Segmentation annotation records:
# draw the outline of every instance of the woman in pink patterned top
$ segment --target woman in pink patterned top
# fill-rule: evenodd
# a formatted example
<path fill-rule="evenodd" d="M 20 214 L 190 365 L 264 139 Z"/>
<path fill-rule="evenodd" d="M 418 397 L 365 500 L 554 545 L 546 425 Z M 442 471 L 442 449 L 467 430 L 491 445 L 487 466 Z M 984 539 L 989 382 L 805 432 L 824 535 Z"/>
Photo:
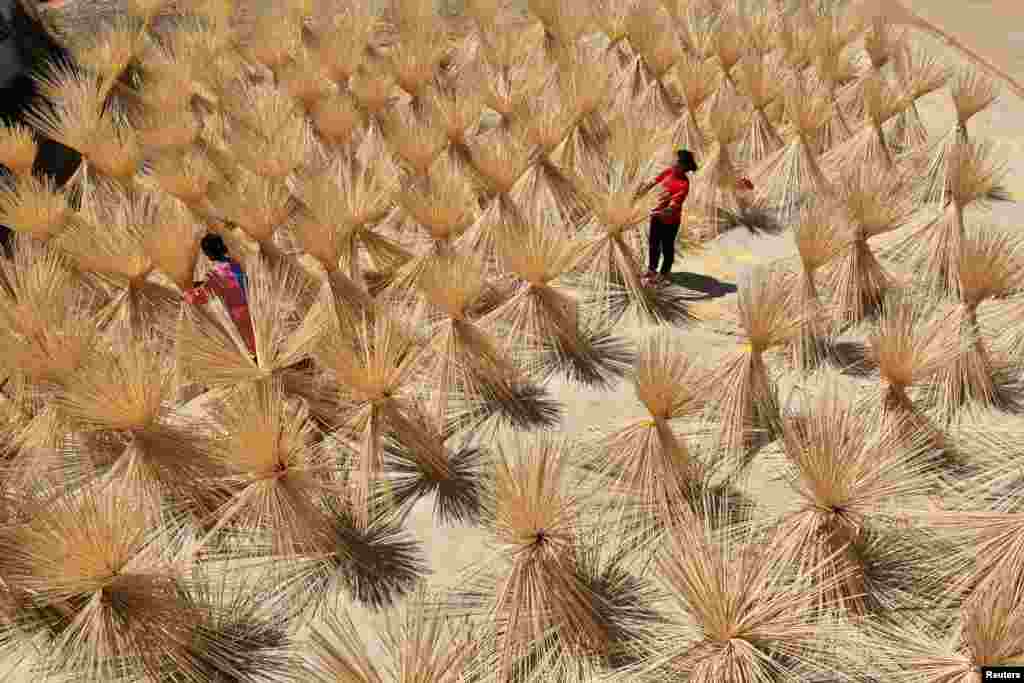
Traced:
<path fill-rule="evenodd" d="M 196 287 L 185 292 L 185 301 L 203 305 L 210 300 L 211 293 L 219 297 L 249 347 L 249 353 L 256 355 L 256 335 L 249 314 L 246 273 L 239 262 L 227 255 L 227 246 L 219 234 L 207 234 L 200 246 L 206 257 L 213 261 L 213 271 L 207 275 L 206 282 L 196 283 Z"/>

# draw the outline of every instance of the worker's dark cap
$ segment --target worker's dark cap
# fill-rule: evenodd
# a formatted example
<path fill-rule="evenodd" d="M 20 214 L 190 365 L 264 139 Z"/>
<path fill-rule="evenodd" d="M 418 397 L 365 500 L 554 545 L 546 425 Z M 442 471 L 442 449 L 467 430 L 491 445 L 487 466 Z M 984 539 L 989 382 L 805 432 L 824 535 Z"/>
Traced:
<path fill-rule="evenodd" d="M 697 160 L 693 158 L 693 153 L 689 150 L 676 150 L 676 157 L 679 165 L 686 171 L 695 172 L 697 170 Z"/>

...

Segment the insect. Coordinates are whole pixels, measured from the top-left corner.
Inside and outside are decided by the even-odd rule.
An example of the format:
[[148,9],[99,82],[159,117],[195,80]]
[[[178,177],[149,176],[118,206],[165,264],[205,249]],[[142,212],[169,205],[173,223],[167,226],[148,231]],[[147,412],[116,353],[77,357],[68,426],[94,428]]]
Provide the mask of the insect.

...

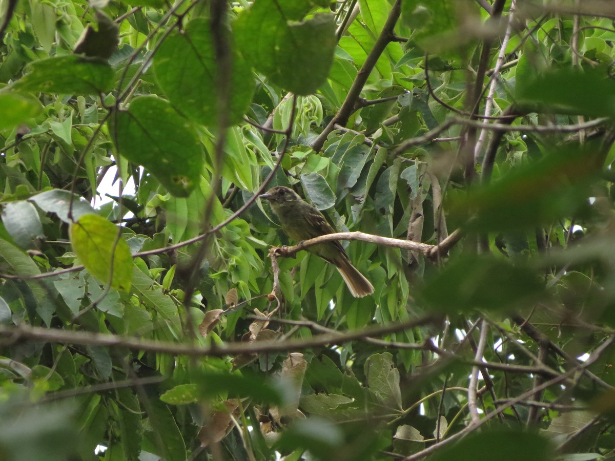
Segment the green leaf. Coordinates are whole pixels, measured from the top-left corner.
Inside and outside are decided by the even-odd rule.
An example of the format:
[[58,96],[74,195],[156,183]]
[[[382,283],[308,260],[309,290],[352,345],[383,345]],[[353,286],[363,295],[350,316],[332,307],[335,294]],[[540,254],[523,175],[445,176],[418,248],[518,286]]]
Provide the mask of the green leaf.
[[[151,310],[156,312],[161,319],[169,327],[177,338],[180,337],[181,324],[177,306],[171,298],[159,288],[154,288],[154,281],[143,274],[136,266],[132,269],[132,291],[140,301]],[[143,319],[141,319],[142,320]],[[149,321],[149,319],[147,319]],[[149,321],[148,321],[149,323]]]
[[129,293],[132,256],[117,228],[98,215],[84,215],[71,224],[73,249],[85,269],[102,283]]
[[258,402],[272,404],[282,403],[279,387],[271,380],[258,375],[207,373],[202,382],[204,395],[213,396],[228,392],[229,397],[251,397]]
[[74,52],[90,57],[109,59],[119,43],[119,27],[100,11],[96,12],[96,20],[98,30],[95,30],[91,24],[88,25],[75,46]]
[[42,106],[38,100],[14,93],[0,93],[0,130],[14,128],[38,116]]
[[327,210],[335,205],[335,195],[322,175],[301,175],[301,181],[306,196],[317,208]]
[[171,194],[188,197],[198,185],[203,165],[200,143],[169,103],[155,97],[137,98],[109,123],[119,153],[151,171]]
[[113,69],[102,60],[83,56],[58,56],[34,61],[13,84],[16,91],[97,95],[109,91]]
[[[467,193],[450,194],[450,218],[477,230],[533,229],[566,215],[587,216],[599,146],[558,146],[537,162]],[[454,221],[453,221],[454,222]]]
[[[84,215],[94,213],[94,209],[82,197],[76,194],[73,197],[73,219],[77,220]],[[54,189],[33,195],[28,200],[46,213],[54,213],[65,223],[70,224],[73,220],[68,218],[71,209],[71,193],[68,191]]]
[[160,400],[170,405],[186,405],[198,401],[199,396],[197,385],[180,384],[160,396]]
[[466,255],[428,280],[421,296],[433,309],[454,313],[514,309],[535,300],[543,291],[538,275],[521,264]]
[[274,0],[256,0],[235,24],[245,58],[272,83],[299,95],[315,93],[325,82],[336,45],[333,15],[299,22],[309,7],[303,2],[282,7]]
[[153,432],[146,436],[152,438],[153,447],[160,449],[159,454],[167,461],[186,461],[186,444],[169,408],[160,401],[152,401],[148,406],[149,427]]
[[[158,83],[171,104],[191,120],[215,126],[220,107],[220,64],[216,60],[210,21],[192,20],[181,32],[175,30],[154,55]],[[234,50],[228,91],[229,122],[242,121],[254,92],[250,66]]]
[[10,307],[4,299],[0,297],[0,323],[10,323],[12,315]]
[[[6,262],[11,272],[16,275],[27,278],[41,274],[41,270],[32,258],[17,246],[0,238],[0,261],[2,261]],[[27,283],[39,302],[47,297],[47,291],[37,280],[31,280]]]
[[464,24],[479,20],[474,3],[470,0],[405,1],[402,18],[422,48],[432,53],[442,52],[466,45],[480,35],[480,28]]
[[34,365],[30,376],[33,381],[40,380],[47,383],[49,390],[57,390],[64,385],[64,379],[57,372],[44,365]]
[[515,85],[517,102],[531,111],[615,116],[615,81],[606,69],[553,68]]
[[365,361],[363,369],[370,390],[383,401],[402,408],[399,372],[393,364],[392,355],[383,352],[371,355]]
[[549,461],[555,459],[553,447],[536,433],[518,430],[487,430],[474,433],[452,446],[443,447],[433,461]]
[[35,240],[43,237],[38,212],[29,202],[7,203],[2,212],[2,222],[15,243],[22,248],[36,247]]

PROBLEM STATEMENT »
Return, word for word, the lines from the one containing "Segment the insect." through the one containing "Provide the mask of the insect.", including both of those lines.

OUTPUT OF THE TASK »
Segment the insect. Coordinates are whole pixels, measured from the top-left corner.
Inside and outside are decided by the even-odd rule.
An example of the format:
[[148,9],[99,82],[159,117],[195,80]]
[[[178,177],[149,176],[118,206],[165,264],[205,249]],[[142,212],[169,205],[173,223],[167,226],[148,231]],[[147,412],[116,353],[77,357],[68,426],[94,428]]]
Provide the mask of the insect.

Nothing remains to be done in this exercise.